WHAT IS BEING ASKED
From the records below, take each line where the string "amaryllis" shows up and copy it.

DATA FOR THIS TASK

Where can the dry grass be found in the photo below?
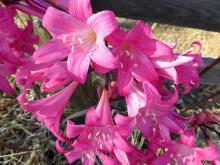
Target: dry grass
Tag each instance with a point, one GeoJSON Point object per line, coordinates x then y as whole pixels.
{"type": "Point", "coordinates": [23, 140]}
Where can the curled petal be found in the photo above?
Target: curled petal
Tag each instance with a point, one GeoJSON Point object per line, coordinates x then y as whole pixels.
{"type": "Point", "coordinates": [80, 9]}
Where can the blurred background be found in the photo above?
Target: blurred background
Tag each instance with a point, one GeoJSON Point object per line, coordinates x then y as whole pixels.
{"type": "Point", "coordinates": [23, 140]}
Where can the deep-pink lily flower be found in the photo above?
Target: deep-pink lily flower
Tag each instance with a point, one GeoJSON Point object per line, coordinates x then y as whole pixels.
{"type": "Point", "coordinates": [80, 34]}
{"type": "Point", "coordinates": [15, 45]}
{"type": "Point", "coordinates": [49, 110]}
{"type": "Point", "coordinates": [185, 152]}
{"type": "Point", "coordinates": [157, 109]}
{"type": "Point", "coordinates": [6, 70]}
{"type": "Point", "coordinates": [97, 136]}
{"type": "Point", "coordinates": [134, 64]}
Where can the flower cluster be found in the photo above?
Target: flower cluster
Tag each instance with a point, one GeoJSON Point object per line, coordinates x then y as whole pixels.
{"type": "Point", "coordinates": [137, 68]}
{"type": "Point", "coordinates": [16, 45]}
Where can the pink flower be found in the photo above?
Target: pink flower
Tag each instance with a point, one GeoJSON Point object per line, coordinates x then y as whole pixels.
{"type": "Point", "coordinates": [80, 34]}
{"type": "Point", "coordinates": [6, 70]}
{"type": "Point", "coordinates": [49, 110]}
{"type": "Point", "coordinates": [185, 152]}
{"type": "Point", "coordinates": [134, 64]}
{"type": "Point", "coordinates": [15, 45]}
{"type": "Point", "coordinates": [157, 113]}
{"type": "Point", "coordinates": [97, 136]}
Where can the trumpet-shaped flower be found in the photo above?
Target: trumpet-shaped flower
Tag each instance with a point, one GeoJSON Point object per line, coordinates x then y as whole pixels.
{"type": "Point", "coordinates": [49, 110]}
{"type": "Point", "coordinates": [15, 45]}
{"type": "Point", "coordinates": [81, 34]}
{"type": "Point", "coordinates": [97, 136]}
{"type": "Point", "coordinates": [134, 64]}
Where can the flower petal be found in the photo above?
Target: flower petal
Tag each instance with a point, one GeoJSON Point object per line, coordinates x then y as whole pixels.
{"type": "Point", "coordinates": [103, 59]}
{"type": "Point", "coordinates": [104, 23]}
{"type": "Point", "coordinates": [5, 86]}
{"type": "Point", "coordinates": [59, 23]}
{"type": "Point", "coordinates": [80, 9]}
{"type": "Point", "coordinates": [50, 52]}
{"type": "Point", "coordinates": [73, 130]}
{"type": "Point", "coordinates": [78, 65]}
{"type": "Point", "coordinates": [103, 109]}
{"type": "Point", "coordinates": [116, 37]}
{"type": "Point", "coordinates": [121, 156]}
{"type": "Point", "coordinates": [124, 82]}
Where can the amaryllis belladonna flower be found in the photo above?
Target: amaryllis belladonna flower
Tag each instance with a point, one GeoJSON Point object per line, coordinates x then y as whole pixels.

SOLUTION TO THE PROBLEM
Where can the amaryllis belladonna flower be found in the photo above?
Target: amaryllis belladonna flower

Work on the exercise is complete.